### PROBLEM
Copy the listing, starting with the line containing "query: the noun phrase to segment: mast" and going on through the line containing "POLYGON ((391 309, 388". Shift every coordinate in the answer outlines by adding 13 to it, and leave all other text as it is.
-=-=-
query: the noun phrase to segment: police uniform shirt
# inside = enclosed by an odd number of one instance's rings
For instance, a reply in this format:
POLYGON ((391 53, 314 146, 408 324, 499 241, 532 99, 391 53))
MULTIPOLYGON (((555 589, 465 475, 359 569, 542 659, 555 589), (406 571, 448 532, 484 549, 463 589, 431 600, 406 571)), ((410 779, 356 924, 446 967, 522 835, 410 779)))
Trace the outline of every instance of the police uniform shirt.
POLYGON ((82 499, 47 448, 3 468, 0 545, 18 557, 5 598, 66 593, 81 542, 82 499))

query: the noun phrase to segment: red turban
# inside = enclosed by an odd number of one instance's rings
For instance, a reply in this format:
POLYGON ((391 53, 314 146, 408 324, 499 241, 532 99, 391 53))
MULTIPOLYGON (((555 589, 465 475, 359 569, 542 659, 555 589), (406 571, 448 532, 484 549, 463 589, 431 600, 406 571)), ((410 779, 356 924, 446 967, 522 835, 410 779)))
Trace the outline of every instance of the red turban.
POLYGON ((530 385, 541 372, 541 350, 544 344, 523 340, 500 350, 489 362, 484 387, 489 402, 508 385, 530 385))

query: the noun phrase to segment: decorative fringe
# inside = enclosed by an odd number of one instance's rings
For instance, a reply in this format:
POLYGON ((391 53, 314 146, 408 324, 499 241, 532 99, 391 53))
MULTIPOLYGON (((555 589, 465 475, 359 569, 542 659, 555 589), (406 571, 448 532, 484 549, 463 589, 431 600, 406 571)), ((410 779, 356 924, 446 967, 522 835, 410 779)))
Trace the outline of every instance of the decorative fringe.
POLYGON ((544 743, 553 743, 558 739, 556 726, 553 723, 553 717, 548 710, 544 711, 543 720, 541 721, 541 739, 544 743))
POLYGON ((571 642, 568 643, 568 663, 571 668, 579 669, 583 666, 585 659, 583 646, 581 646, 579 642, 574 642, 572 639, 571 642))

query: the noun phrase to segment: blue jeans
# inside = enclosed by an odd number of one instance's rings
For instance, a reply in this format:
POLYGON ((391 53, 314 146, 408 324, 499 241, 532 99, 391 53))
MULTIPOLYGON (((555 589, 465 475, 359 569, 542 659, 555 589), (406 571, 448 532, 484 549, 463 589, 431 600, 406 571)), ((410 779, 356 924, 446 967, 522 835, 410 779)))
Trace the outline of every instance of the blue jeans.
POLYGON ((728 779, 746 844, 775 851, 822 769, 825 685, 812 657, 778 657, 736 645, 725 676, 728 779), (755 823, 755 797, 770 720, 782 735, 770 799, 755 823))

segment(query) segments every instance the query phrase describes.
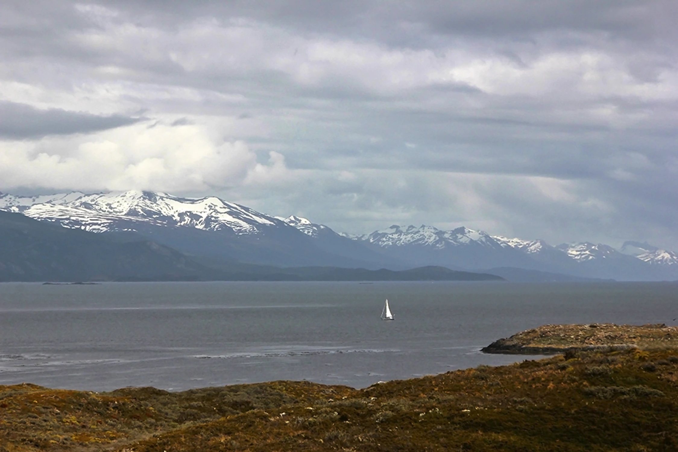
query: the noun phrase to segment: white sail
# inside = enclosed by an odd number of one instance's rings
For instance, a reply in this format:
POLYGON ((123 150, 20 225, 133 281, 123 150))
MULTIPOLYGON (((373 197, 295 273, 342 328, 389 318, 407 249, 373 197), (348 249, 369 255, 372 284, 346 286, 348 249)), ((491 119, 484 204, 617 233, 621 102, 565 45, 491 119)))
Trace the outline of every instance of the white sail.
POLYGON ((386 300, 386 303, 384 304, 384 309, 382 310, 382 320, 393 320, 393 314, 391 313, 391 309, 388 308, 388 300, 386 300))

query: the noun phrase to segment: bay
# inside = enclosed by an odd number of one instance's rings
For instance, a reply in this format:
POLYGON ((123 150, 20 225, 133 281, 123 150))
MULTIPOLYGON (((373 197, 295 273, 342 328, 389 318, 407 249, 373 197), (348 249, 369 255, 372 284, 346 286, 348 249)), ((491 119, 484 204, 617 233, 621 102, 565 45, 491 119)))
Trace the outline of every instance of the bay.
POLYGON ((0 284, 0 384, 171 390, 345 384, 534 356, 481 347, 544 324, 676 325, 676 283, 0 284), (388 298, 393 321, 379 316, 388 298))

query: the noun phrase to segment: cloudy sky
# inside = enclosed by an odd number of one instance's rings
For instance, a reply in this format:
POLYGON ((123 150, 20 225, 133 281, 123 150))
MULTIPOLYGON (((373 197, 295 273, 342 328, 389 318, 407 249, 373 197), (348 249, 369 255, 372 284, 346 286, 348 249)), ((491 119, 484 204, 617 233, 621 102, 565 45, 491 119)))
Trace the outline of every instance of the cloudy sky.
POLYGON ((675 0, 5 0, 0 190, 678 249, 675 0))

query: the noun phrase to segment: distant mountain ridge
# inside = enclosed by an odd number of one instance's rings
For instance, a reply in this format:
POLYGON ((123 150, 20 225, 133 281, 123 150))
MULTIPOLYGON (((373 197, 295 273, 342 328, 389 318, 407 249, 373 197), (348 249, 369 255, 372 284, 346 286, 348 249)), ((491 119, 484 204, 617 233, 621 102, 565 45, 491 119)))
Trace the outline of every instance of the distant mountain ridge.
POLYGON ((275 217, 216 197, 161 192, 80 192, 33 197, 0 194, 0 210, 97 232, 134 232, 190 255, 282 266, 458 270, 515 268, 580 278, 678 279, 678 254, 647 243, 620 249, 582 242, 490 235, 465 227, 391 226, 364 235, 338 234, 296 216, 275 217))

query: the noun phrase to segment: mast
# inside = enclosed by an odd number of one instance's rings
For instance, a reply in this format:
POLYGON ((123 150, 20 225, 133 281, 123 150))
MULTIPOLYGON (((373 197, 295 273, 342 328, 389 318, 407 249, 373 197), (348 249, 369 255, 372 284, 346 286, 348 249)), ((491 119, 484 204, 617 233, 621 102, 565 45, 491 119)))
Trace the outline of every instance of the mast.
POLYGON ((391 309, 388 308, 388 300, 386 300, 386 303, 384 304, 384 309, 382 310, 382 320, 393 320, 393 314, 391 313, 391 309))

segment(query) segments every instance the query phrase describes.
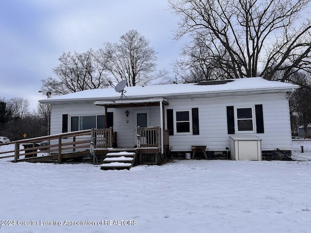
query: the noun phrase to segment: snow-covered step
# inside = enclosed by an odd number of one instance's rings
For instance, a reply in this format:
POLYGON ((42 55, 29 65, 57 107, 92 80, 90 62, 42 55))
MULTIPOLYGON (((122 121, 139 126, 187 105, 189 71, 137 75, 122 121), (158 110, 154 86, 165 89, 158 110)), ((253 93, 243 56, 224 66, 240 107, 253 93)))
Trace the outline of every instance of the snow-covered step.
POLYGON ((120 156, 120 157, 108 157, 106 158, 103 160, 104 163, 106 164, 108 163, 112 163, 114 162, 124 162, 124 163, 131 163, 134 159, 132 157, 125 157, 125 156, 120 156))
POLYGON ((114 170, 128 169, 133 166, 131 163, 122 163, 120 162, 113 162, 107 164, 103 164, 101 165, 102 170, 114 170))
POLYGON ((106 157, 134 157, 135 153, 134 152, 127 152, 127 151, 121 151, 121 152, 110 152, 108 153, 106 155, 106 157))
POLYGON ((130 169, 134 165, 135 153, 127 151, 111 152, 106 155, 104 163, 101 165, 102 170, 130 169))

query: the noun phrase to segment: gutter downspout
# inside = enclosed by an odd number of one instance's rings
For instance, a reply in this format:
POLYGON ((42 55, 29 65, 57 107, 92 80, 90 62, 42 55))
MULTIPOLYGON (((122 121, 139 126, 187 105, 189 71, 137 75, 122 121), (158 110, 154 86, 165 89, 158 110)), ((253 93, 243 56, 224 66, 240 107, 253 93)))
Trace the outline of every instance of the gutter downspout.
POLYGON ((291 92, 291 93, 290 94, 289 94, 288 95, 287 95, 287 96, 286 97, 286 99, 287 99, 288 100, 289 100, 289 99, 291 98, 291 97, 292 97, 292 96, 294 94, 294 88, 292 88, 292 91, 291 92))
POLYGON ((164 144, 164 138, 163 138, 163 103, 162 100, 160 100, 160 125, 161 127, 160 129, 161 129, 161 154, 163 154, 164 153, 164 149, 163 149, 163 144, 164 144))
-=-=-
### FINISHED ANSWER
query: the noun phrase to segment: mast
# inside = enclosed by an odd number of one instance's rings
For instance, a reply in this format:
POLYGON ((123 150, 20 225, 133 281, 123 150))
MULTIPOLYGON (((373 197, 295 273, 342 328, 389 318, 407 249, 373 197), (348 249, 369 255, 372 284, 346 286, 348 249)), ((491 119, 484 204, 617 233, 621 102, 565 45, 491 119)))
Trace the outline of every instance of the mast.
POLYGON ((404 322, 401 321, 401 313, 399 313, 399 316, 397 317, 397 322, 395 323, 395 333, 406 333, 406 327, 404 326, 404 322))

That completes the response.